§ **What is needed**
Write out word for word the part of the passage on the Biblical & Memory Garden below, from "This garden, filled" up to and including "Country of Texas!".

§ **Source passage**
○ ○ ○ ○ ○

From the Bible’s first chapter to its final chapter, the garden is a constant theme in the story of God’s love for this creation. It is in the garden that the man and woman are first placed, as God’s partners in the care of creation. The city of God, the New Jerusalem, the final completion of the Divine Intent, is built around a garden. And in between, gardens and plants are employed as metaphors and images of life with God. Our Lord Jesus used the images of vineyards, grapevines, fig trees, sowing and reaping to help us grasp something of what it means to live faithfully. It was in a garden that He faced his greatest struggle; it was a garden that witnessed His resurrection.
Biblical & Memory
Garden
‘Then God said, “Let the earth put forth vegetation: plants yielding seed, and fruit trees of every kind…” And it was so.’ (Genesis 1:11)
This garden, filled with the plants mentioned in Holy Scripture, is meant to be a place for you, a place where you may rest, or pray, or learn, or listen for the breath of God. St. Hildegard of Bingen, the 12th-Century German mystic and Benedictine nun, wrote of her visions of God’s viriditas, the ‘greening power’ of the Almighty. In her greatest work, Scivias, she quotes God’s word to her: ‘I am the breeze that nurtures all things green. I encourage blossoms to flourish with ripening fruits. I am the rain coming from the dew that causes the grasses to laugh with the joy of life.’
May your soul find laughter in the joy of life here, surrounded by the beauty of this garden – or at least a small chuckle of delight in the faithfulness and optimism of the women and men who have created this garden in the Hill Country of Texas!

○ ○ ○ ○ ○

§ **Dataset entries**
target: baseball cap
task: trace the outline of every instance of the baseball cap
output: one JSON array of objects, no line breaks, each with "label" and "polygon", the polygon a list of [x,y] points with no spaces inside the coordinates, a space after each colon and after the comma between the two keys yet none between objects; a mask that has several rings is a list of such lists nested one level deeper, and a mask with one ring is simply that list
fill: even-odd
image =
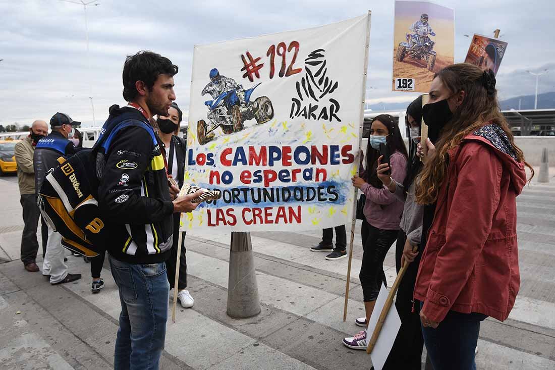
[{"label": "baseball cap", "polygon": [[70,117],[65,113],[60,113],[59,112],[53,116],[52,118],[50,119],[51,127],[61,126],[62,124],[70,124],[72,126],[78,126],[81,124],[81,122],[73,121],[71,119]]}]

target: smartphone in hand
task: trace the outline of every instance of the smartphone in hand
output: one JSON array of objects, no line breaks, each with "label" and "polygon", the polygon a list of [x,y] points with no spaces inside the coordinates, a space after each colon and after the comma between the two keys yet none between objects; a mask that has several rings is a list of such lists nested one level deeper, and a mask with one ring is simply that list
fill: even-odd
[{"label": "smartphone in hand", "polygon": [[389,147],[387,143],[381,143],[380,144],[380,155],[383,156],[381,159],[381,163],[387,163],[390,166],[390,168],[386,173],[387,174],[391,174],[391,164],[389,162]]}]

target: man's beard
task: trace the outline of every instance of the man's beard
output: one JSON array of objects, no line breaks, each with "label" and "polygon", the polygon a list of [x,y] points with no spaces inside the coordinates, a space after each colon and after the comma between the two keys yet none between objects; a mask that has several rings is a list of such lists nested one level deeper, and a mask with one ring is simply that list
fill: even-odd
[{"label": "man's beard", "polygon": [[153,116],[168,116],[169,114],[169,109],[167,109],[165,106],[160,104],[150,97],[147,97],[145,102],[148,107],[150,114]]}]

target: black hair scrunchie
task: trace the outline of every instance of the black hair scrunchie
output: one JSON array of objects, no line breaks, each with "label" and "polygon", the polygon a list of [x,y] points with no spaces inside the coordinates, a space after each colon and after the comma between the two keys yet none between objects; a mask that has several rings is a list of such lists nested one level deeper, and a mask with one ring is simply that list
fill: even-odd
[{"label": "black hair scrunchie", "polygon": [[482,84],[486,88],[490,96],[495,94],[495,73],[491,69],[485,71],[482,73]]}]

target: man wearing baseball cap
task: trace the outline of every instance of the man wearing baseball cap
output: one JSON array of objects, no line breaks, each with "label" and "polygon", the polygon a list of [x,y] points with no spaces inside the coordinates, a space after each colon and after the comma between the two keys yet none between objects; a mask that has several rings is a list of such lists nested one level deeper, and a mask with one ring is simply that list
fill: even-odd
[{"label": "man wearing baseball cap", "polygon": [[[75,154],[75,146],[68,138],[73,137],[73,126],[81,122],[73,121],[65,113],[57,113],[50,119],[52,132],[41,139],[35,147],[33,162],[35,168],[35,191],[38,195],[42,182],[51,168],[58,167],[58,158]],[[42,274],[48,277],[51,284],[69,283],[81,278],[80,274],[68,273],[64,262],[62,236],[48,226],[48,241],[42,265]]]}]

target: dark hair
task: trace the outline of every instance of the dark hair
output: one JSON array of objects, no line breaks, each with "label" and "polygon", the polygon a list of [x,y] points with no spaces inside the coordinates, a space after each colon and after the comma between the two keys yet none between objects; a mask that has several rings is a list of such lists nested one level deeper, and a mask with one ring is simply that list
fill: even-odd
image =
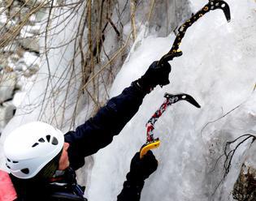
[{"label": "dark hair", "polygon": [[54,157],[49,163],[47,163],[42,169],[35,176],[35,178],[48,180],[52,177],[55,171],[59,168],[59,162],[63,149],[59,152],[55,157]]}]

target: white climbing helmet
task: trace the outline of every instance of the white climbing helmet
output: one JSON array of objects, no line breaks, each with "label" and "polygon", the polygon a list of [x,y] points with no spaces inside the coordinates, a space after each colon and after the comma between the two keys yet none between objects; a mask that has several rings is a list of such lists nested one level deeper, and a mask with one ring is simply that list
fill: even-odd
[{"label": "white climbing helmet", "polygon": [[64,135],[41,122],[33,122],[10,133],[3,152],[6,165],[19,178],[31,178],[62,150]]}]

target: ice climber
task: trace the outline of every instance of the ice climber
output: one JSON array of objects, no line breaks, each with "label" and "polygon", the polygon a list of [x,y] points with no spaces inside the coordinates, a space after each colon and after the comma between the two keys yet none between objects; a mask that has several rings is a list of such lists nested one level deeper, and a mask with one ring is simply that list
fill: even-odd
[{"label": "ice climber", "polygon": [[[153,62],[144,75],[75,131],[63,135],[49,124],[33,122],[11,132],[3,145],[11,173],[0,171],[0,201],[87,200],[75,170],[85,165],[85,157],[112,142],[147,93],[158,84],[169,83],[170,72],[168,62]],[[150,151],[142,159],[136,153],[117,200],[140,200],[144,181],[157,166]]]}]

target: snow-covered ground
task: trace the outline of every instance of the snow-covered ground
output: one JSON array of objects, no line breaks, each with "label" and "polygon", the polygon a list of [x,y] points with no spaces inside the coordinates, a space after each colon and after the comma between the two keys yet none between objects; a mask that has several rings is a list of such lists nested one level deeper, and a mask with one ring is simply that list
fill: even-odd
[{"label": "snow-covered ground", "polygon": [[[180,101],[157,122],[154,131],[161,145],[154,153],[159,165],[145,181],[141,201],[232,200],[231,192],[245,148],[237,150],[231,171],[219,186],[223,176],[223,158],[217,160],[223,153],[227,141],[256,130],[256,2],[227,2],[231,22],[227,23],[221,11],[215,11],[189,28],[180,45],[183,56],[170,62],[171,83],[163,88],[157,87],[149,94],[112,143],[94,156],[85,195],[89,200],[115,200],[132,157],[145,141],[145,123],[163,102],[165,92],[190,94],[202,108]],[[195,11],[203,5],[192,0]],[[143,75],[153,61],[168,52],[175,38],[172,33],[161,38],[145,32],[146,27],[142,26],[115,78],[111,96],[118,95]],[[47,72],[45,66],[41,73]],[[33,97],[38,96],[41,93],[40,85],[29,92]],[[11,120],[5,133],[33,119],[35,113],[28,112]]]}]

○ ○ ○ ○ ○

§ **Task response**
This garden, filled with the plants mentioned in Holy Scripture, is meant to be a place for you, a place where you may rest, or pray, or learn, or listen for the breath of God. St. Hildegard of Bingen, the 12th-Century German mystic and Benedictine nun, wrote of her visions of God’s viriditas, the ‘greening power’ of the Almighty. In her greatest work, Scivias, she quotes God’s word to her: ‘I am the breeze that nurtures all things green. I encourage blossoms to flourish with ripening fruits. I am the rain coming from the dew that causes the grasses to laugh with the joy of life.’
May your soul find laughter in the joy of life here, surrounded by the beauty of this garden – or at least a small chuckle of delight in the faithfulness and optimism of the women and men who have created this garden in the Hill Country of Texas!